Excerpt to read —

# Couple of new ones......



## BottleArchaeologist (Aug 23, 2005)

First picture shows a bottle of 

 Souder's Elegant Flavoring Extracts
 Royal Remedy & Extract Company
 Dayton O. 

 Saw Kovel's had it listed for 22.00 in 1996. Any idea of current worth? Scarcity?

 Thanks
 Scott


----------



## BottleArchaeologist (Aug 23, 2005)

Next bottle (pics) is 

 The Altenheim Medical Dispensary
 For the Hair
 Cincinnati O. USA

 Any idea of worth? Scarcity? 

 Thanks in advance
 Scott


----------



## BottleArchaeologist (Aug 23, 2005)

another view


----------



## KentOhio (Aug 24, 2005)

Kovels is way off on that Souder's bottle. Sorry, but it's only worth about $2 to $4. They're very common.


----------



## digger mcdirt (Aug 24, 2005)

that is a harder to find style than the more common souders. that one is really a med they put out,  it's "witch hazel" they put out mainly flavors etc but a few meds . i have one with the original contents and label. dm


----------



## KentOhio (Aug 24, 2005)

I checked my Ohio Bottle book. The Altenheim bottle that you have is the only one known to exist. There are other versions like yours known, but they all say "For the hair and scalp" instead of just "for the hair." The ones that say for the hair and scalp are priced at $6 to $8, but would probably sell for more.

Entries provided —
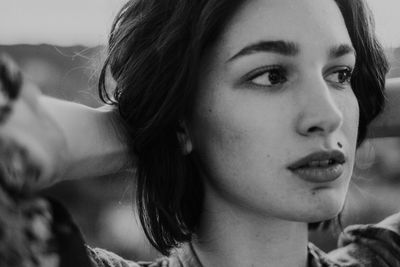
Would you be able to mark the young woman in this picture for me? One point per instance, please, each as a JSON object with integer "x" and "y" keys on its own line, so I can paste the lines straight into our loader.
{"x": 241, "y": 119}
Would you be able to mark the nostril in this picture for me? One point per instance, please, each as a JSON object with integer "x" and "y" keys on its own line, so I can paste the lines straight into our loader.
{"x": 314, "y": 129}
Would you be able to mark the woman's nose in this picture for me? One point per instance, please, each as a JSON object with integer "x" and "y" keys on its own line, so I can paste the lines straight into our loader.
{"x": 319, "y": 112}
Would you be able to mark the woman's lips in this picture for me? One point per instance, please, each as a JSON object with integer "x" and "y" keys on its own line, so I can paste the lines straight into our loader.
{"x": 320, "y": 174}
{"x": 320, "y": 167}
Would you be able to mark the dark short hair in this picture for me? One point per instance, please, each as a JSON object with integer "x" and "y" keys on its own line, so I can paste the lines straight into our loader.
{"x": 154, "y": 52}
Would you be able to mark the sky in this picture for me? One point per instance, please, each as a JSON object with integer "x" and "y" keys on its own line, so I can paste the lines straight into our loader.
{"x": 87, "y": 22}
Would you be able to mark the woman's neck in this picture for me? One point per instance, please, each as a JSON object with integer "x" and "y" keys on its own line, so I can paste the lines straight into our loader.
{"x": 235, "y": 237}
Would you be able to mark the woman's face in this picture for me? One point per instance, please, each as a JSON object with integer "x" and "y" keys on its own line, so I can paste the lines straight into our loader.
{"x": 274, "y": 89}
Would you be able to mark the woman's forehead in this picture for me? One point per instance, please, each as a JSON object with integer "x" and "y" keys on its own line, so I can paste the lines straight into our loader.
{"x": 311, "y": 24}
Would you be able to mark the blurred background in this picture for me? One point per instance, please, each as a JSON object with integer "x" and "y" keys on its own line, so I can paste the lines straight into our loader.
{"x": 59, "y": 44}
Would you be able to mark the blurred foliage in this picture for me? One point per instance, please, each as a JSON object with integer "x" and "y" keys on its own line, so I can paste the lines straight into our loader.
{"x": 104, "y": 207}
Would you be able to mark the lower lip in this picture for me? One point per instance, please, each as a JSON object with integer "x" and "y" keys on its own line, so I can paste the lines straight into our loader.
{"x": 319, "y": 174}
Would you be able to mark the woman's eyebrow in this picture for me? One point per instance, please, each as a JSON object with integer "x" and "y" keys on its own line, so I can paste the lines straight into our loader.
{"x": 281, "y": 47}
{"x": 341, "y": 50}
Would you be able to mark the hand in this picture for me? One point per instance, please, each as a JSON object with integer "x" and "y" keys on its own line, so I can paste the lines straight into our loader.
{"x": 32, "y": 146}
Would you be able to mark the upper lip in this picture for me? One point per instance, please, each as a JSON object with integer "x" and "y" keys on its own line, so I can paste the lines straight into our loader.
{"x": 335, "y": 155}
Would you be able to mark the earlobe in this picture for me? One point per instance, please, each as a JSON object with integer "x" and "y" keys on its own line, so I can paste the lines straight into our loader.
{"x": 184, "y": 139}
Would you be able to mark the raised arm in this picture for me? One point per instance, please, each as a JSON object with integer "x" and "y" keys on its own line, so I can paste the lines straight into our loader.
{"x": 94, "y": 138}
{"x": 64, "y": 140}
{"x": 387, "y": 124}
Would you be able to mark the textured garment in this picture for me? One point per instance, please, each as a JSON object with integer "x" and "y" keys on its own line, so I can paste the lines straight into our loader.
{"x": 359, "y": 245}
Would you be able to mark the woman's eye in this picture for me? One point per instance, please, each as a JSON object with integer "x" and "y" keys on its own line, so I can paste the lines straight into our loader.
{"x": 341, "y": 76}
{"x": 269, "y": 77}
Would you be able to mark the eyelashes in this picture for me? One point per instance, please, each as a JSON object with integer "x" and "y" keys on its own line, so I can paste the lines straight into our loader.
{"x": 267, "y": 76}
{"x": 276, "y": 75}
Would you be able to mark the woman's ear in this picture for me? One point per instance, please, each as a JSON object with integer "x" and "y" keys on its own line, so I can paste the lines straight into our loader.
{"x": 184, "y": 139}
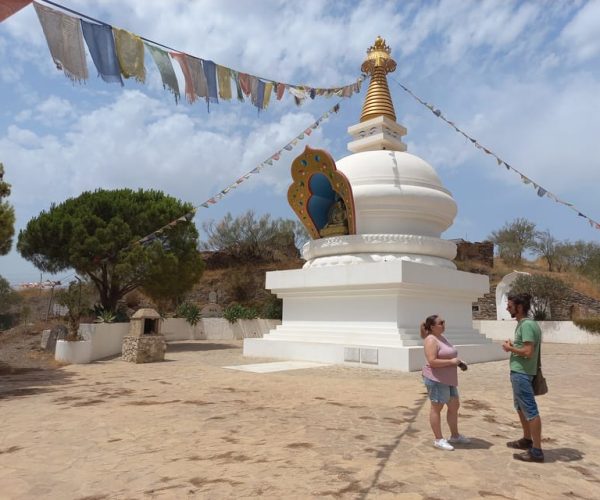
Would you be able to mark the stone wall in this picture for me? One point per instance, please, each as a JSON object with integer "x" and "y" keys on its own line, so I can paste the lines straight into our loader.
{"x": 145, "y": 349}
{"x": 478, "y": 251}
{"x": 485, "y": 307}
{"x": 575, "y": 304}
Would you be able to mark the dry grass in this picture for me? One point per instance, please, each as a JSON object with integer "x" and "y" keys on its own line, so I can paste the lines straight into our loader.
{"x": 574, "y": 280}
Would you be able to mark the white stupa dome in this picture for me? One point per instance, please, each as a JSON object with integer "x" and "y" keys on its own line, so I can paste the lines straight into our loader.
{"x": 401, "y": 207}
{"x": 397, "y": 193}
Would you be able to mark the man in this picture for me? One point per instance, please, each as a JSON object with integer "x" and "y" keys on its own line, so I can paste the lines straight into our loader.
{"x": 524, "y": 355}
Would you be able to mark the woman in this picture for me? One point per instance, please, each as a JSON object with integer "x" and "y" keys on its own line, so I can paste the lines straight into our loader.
{"x": 441, "y": 379}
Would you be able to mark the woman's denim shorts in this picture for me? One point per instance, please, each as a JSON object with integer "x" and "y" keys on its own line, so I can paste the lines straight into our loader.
{"x": 438, "y": 392}
{"x": 523, "y": 394}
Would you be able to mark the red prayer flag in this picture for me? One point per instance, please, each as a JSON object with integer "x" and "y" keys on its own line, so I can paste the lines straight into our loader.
{"x": 280, "y": 90}
{"x": 245, "y": 83}
{"x": 10, "y": 7}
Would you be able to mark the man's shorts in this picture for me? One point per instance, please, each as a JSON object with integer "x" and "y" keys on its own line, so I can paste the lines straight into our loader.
{"x": 523, "y": 394}
{"x": 438, "y": 392}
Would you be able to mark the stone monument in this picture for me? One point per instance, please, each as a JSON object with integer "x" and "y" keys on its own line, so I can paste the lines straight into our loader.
{"x": 145, "y": 343}
{"x": 376, "y": 265}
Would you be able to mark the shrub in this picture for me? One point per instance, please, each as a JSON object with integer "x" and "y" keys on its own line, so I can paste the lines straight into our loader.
{"x": 273, "y": 309}
{"x": 106, "y": 316}
{"x": 190, "y": 312}
{"x": 237, "y": 311}
{"x": 591, "y": 325}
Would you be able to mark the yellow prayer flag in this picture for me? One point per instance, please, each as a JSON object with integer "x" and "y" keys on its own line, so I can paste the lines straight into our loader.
{"x": 130, "y": 53}
{"x": 224, "y": 79}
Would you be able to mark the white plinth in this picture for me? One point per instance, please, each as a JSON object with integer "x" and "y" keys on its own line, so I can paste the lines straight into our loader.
{"x": 369, "y": 314}
{"x": 77, "y": 352}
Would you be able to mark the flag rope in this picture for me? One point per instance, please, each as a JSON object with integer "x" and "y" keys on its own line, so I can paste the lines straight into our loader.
{"x": 541, "y": 192}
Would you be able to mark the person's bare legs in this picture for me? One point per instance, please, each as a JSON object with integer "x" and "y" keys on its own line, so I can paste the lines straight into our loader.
{"x": 452, "y": 416}
{"x": 435, "y": 419}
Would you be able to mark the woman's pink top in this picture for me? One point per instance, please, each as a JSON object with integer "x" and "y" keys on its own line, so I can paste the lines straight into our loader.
{"x": 448, "y": 374}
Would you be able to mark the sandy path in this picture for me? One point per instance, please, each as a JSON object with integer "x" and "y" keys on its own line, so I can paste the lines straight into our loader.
{"x": 188, "y": 428}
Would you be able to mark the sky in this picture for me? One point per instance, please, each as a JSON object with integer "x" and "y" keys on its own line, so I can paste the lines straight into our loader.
{"x": 522, "y": 77}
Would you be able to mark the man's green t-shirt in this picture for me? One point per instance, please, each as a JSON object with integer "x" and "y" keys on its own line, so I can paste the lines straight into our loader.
{"x": 527, "y": 331}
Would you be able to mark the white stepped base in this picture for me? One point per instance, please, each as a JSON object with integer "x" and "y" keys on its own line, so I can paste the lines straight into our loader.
{"x": 405, "y": 359}
{"x": 370, "y": 313}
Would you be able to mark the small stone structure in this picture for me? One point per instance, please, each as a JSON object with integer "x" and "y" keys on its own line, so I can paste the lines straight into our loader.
{"x": 479, "y": 251}
{"x": 574, "y": 304}
{"x": 145, "y": 343}
{"x": 212, "y": 309}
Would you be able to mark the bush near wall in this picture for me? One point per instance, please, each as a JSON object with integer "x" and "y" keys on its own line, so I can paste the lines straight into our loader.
{"x": 591, "y": 325}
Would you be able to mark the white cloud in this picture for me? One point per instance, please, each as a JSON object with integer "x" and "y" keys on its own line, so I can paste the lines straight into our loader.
{"x": 581, "y": 36}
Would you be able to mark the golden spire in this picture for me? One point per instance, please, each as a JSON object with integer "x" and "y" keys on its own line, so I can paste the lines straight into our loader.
{"x": 378, "y": 63}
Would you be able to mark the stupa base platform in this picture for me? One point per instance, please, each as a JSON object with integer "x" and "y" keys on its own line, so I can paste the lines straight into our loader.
{"x": 369, "y": 314}
{"x": 401, "y": 358}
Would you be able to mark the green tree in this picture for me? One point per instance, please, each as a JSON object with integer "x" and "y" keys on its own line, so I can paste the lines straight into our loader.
{"x": 7, "y": 216}
{"x": 513, "y": 239}
{"x": 549, "y": 248}
{"x": 77, "y": 298}
{"x": 543, "y": 289}
{"x": 97, "y": 235}
{"x": 246, "y": 237}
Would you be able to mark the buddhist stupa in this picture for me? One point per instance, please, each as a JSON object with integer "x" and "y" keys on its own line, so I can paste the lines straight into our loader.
{"x": 376, "y": 265}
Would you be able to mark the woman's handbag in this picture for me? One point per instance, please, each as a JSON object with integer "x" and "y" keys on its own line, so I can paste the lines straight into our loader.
{"x": 540, "y": 387}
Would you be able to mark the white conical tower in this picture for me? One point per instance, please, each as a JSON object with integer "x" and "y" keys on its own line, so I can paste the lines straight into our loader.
{"x": 360, "y": 298}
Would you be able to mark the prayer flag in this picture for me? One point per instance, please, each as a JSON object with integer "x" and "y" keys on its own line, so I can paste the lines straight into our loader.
{"x": 101, "y": 44}
{"x": 238, "y": 86}
{"x": 224, "y": 79}
{"x": 165, "y": 68}
{"x": 130, "y": 53}
{"x": 198, "y": 78}
{"x": 280, "y": 90}
{"x": 210, "y": 73}
{"x": 65, "y": 41}
{"x": 10, "y": 7}
{"x": 245, "y": 83}
{"x": 185, "y": 69}
{"x": 268, "y": 91}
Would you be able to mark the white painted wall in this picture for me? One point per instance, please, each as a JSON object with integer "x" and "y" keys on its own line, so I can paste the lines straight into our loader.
{"x": 107, "y": 338}
{"x": 554, "y": 332}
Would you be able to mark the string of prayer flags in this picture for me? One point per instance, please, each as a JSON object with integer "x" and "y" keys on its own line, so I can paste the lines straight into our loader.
{"x": 146, "y": 240}
{"x": 101, "y": 44}
{"x": 269, "y": 161}
{"x": 130, "y": 53}
{"x": 165, "y": 68}
{"x": 65, "y": 41}
{"x": 10, "y": 7}
{"x": 112, "y": 47}
{"x": 540, "y": 191}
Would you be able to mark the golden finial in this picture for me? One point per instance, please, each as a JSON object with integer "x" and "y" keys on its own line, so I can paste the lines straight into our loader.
{"x": 378, "y": 64}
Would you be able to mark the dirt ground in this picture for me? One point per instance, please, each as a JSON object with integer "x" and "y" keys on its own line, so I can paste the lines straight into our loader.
{"x": 191, "y": 428}
{"x": 20, "y": 351}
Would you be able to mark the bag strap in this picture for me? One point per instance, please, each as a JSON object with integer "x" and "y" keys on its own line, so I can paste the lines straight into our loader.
{"x": 540, "y": 351}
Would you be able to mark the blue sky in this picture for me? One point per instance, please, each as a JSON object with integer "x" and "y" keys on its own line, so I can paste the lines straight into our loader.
{"x": 521, "y": 77}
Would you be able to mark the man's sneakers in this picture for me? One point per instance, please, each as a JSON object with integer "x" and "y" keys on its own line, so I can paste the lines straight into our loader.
{"x": 460, "y": 439}
{"x": 520, "y": 444}
{"x": 446, "y": 444}
{"x": 442, "y": 444}
{"x": 531, "y": 455}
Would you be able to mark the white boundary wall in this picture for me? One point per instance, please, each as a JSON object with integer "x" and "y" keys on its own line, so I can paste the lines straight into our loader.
{"x": 107, "y": 338}
{"x": 554, "y": 332}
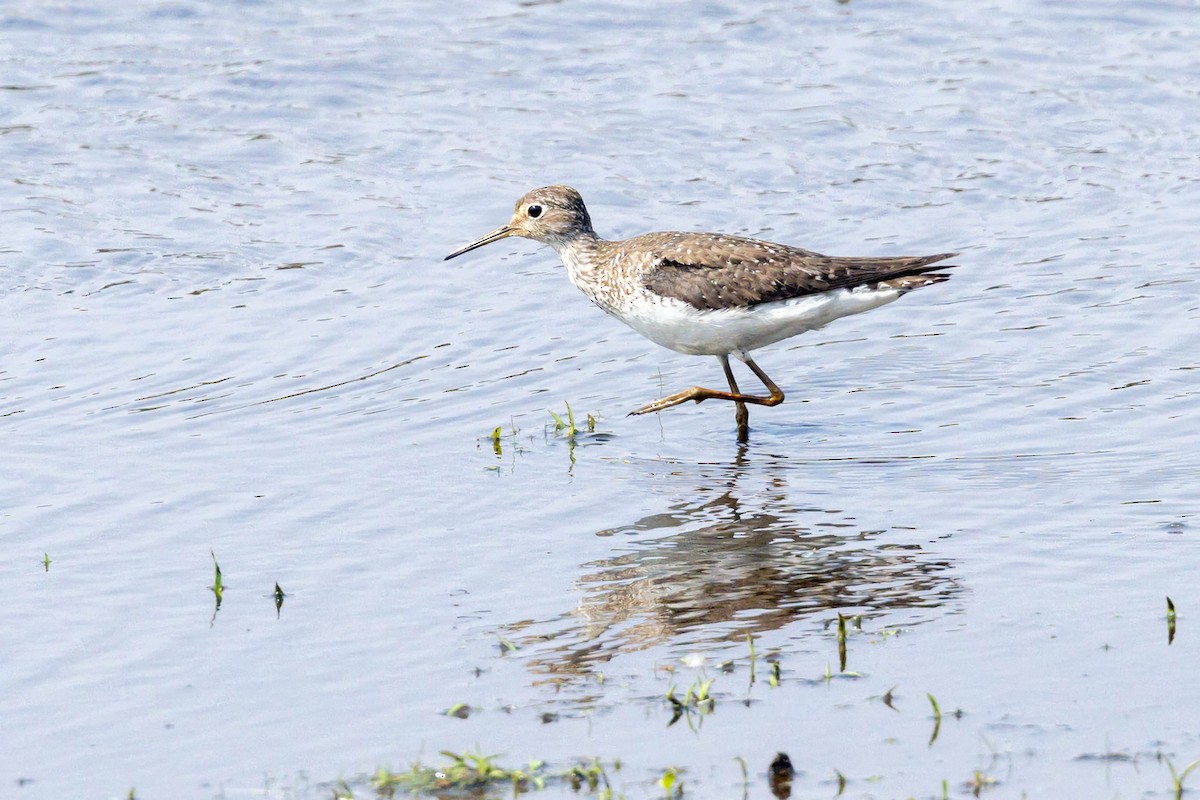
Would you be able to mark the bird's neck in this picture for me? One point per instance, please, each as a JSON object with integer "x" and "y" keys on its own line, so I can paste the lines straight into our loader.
{"x": 581, "y": 258}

Action item A —
Answer these questions about the bottle-collecting thread, labeling each answer to match its question:
(i) What price did Kovel's list for the Souder's bottle in 1996?
(ii) What does KentOhio say the Souder's bottle is actually worth?
(iii) What wording do the other known Altenheim versions carry instead of "For the Hair"?
Action item B — Write the next post in the bottle-collecting thread, picking up after its final sentence.

Exercise output A —
(i) $22.00
(ii) About $2 to $4
(iii) "For the hair and scalp"

Exercise output B —
----------



## David E (Aug 26, 2005)

THE ALTENHEIM MEDICAL
 DISPENSARY FOR THE HAIR
 CINCINNATTI. O. U.S.A.
 (Base M in Circle)
 Maryland glass Co, Baltimore, MD, after 1916
 Directories included the Altenheim Medical Dispensary,
 "Manufactures" of the Foso Hair remedies" 
 548, 550 Main, Cincinnati, O,
 1894 to 1905, the Foso Company, same address, 1905 to 1910.
 Products Adv. 1922
 Clear 8 1/16" x 2 13/16" x 1 9/16"
 See FOSCO (Company)

 Dave


----------



## JGUIS (May 2, 2006)

Dragging this old thread up to find out if this one is any less common.


----------



## JGUIS (May 2, 2006)

Anyone have an age?


----------



## madman (May 2, 2006)

yo j,your bottle is machine made, those extract bottles are common in these parts, may be rarer in others  mike


----------



## JGUIS (May 2, 2006)

Cool, thanks.  I wasn't sure cause the seam went smooth at the lip.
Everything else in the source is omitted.